CONSIGNE: Traduisez en anglais, s'il vous plaît, cette phrase du texte sur Saul Indian Horse : « Saul ne reverra jamais sa soeur, mais son petit frère, un jour, réussit à se sauver et rejoint le campement. »

Au Canada, alors que devenu trentenaire, il est admis dans un centre de désintoxication pour alcoolique, Saul Indian Horse, finit par accepter de raconter son histoire, comme on le lui conseille pour aller mieux. Ne voulant pas parler devant tout le monde, il décide de l'écrire.
Elevé dans la pure tradition du clan des Poissons, choyé par sa famille et initié aux coutumes des indiens Ojibwés, Saul vit une enfance heureuse jusqu'au jour où il voit sa soeur, puis son frère, être enlevés par des Blancs pour être conduits dans un pensionnat, où ils seront éduqués et christianisés, afin d'effacer toute trace d'indianité en eux.
Saul ne reverra jamais sa soeur, mais son petit frère, un jour, réussit à se sauver et rejoint le campement. Il est atteint de tuberculose et bien que la famille soit partie rejoindre le berceau des ancêtres, il ne survivra pas. Alors que ses parents, détruits, retournent à la ville pour lui donner une sépulture décente, Saul reste seul avec Naomi, la grand-mère qui, voyant l'hiver arriver, tente de regagner la petite ville où habite son propre frère. Mais elle meurt d'épuisement et de froid en chemin...

DONNÉES FOURNIES:
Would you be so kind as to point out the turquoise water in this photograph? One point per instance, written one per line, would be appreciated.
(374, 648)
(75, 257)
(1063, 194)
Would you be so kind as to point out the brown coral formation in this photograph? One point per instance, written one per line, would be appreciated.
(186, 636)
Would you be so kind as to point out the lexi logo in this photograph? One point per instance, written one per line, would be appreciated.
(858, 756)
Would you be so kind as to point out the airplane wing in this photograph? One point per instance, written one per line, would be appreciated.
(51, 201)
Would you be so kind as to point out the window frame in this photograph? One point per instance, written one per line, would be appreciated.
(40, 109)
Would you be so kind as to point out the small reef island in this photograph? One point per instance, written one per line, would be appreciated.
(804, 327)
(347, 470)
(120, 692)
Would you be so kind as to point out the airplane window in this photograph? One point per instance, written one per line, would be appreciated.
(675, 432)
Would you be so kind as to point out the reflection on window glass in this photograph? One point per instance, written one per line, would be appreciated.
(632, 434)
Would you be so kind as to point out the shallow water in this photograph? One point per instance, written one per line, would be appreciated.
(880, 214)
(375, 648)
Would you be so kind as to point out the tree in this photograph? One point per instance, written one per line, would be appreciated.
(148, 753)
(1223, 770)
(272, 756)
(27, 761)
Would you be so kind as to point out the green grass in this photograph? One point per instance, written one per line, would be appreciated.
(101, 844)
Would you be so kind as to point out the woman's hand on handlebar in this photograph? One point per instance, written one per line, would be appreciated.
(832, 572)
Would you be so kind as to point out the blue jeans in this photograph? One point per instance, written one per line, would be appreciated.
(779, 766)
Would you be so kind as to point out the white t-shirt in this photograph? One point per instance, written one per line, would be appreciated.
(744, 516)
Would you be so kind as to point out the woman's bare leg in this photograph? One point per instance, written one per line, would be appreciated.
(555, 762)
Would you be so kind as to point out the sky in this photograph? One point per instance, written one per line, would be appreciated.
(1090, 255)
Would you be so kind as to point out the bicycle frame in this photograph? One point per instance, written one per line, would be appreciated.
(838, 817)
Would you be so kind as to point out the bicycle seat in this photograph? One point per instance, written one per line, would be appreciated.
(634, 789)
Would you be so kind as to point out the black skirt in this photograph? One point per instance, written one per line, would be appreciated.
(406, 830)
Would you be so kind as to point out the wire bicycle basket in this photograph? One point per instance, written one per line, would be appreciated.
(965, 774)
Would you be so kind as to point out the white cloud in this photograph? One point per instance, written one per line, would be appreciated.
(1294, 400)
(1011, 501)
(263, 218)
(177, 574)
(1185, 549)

RÉPONSE DE L'EXERCICE: Saul will never see his sister again, but his little brother, one day, manages to escape and makes his way back to the camp.